## Begin DATA PROVIDED
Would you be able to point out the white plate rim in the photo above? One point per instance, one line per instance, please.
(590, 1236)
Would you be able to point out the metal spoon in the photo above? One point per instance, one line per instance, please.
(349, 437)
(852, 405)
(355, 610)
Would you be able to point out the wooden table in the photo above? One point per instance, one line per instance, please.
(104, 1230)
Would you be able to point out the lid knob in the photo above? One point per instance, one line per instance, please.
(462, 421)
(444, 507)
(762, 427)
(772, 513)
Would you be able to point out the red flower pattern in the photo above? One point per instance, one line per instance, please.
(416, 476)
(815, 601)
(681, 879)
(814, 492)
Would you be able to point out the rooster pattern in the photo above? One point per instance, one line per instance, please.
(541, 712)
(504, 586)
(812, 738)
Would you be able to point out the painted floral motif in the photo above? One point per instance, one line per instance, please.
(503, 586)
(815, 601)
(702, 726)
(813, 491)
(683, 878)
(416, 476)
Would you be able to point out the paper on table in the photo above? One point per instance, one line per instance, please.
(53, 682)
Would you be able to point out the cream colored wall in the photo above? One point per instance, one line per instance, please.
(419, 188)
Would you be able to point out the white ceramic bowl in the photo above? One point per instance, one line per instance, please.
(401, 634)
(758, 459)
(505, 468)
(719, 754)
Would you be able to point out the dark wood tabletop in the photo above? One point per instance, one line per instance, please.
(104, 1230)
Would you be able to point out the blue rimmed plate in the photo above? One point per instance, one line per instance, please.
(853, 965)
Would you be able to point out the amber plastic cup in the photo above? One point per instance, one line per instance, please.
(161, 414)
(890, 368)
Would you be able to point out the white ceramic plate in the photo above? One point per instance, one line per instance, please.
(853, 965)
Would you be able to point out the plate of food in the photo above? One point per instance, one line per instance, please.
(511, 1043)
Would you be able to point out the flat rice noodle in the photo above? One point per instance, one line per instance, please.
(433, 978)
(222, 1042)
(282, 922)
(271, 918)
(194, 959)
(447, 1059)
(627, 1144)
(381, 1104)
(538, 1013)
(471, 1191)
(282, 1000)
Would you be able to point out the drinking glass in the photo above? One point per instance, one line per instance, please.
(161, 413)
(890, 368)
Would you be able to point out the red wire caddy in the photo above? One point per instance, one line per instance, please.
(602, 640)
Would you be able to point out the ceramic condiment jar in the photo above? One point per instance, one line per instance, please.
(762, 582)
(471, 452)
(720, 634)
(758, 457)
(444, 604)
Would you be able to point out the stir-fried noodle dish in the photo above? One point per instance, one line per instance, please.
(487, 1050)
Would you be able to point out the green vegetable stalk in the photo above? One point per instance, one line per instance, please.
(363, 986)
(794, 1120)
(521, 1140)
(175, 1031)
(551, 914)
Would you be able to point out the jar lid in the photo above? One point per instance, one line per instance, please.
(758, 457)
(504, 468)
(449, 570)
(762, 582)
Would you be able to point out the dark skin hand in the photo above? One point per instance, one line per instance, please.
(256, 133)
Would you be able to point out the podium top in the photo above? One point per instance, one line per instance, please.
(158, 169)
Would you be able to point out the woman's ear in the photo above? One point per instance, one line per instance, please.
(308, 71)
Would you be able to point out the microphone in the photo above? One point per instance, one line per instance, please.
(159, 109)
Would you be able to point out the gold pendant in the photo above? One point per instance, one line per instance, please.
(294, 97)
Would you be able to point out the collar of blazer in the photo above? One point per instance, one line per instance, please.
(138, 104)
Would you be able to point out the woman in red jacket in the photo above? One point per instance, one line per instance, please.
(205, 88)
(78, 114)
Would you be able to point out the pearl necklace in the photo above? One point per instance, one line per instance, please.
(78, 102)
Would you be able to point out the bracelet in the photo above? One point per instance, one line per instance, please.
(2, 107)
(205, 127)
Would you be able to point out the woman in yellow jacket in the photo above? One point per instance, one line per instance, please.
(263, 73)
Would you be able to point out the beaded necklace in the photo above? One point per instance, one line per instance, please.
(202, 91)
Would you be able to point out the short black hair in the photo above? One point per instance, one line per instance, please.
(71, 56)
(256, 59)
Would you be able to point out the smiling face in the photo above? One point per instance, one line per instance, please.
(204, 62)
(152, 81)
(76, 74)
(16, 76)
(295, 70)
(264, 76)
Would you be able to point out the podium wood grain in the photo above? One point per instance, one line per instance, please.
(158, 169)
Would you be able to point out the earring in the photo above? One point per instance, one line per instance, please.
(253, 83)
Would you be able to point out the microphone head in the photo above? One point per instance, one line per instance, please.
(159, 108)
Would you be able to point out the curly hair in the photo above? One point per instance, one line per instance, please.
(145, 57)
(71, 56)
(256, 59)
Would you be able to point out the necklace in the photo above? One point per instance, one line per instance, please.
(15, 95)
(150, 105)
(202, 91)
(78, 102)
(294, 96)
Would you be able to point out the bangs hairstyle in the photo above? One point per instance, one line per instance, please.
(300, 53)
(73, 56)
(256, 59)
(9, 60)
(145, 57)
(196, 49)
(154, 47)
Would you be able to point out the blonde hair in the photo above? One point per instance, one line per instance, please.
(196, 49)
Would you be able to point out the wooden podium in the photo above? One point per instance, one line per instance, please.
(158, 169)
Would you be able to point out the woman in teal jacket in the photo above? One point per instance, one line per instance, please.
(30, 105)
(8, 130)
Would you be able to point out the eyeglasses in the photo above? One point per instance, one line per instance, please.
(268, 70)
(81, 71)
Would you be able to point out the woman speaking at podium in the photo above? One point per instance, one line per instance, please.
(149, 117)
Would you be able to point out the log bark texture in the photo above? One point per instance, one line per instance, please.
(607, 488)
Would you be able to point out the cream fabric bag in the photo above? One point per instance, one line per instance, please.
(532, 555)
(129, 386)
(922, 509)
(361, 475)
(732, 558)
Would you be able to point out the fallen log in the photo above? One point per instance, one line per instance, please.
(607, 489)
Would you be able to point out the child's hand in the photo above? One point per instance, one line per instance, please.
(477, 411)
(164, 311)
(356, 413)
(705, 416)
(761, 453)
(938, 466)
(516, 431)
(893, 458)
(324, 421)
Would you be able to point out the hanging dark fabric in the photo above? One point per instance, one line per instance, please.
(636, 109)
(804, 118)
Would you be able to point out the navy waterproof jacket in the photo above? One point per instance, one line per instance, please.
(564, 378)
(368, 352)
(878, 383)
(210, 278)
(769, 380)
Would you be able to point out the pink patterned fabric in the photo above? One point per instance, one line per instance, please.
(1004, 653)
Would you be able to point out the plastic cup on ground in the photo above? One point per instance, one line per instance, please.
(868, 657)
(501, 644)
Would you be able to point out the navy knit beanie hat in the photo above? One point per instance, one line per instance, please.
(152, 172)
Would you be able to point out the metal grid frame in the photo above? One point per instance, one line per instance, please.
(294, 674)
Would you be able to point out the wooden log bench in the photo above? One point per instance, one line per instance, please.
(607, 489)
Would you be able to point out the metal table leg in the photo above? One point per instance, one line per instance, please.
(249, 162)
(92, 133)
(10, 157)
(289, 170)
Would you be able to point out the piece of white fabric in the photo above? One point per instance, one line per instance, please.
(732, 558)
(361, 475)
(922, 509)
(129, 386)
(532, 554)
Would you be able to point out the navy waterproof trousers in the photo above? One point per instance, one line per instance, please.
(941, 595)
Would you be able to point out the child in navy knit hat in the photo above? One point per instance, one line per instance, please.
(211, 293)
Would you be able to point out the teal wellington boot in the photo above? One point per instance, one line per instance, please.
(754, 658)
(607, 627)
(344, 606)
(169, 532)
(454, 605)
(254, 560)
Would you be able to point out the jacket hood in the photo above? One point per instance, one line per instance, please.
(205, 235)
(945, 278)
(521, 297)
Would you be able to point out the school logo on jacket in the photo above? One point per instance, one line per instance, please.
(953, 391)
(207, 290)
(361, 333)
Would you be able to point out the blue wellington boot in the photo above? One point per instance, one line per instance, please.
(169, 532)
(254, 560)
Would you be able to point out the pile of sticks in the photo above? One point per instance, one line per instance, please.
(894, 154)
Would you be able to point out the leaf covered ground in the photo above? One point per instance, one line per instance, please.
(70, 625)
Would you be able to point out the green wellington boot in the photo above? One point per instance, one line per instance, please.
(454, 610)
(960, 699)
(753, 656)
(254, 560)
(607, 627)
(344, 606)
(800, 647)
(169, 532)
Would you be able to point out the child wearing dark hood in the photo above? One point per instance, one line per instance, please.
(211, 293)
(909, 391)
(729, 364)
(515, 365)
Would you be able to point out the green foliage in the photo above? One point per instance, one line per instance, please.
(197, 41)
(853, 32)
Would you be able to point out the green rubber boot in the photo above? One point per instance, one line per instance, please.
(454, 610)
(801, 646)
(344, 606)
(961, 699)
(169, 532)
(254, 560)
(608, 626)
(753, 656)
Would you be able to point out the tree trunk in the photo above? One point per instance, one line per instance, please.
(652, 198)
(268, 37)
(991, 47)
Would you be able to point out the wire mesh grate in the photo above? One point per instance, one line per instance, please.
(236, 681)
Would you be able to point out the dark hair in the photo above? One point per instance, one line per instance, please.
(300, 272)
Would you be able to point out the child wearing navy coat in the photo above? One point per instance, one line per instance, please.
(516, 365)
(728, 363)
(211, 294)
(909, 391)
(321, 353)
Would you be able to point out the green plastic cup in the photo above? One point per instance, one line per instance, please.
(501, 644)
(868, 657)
## End DATA PROVIDED
SET EXERCISE
Each line from the one containing "Would you be able to point out the tree" to the end of the listing above should be copied exactly, and nothing else.

SOLUTION TO THIS PROBLEM
Would you be able to point out the tree trunk in the photo above? One point per instance, one line per instance, please.
(652, 198)
(268, 37)
(991, 47)
Would you be able to point out the wire mesh grate in the photo above? One point per instance, one line per instance, please.
(236, 681)
Would you be able to point out the dark hair in the photo above? One point per instance, one line per instance, please.
(300, 272)
Would you be able to point out the child wearing navy coat in the photo above? One point per instance, one line per instance, please.
(516, 365)
(728, 363)
(211, 294)
(909, 391)
(321, 353)
Would you be able to point out the green plastic cup in the photo above? One point per instance, one line per instance, please.
(501, 644)
(868, 657)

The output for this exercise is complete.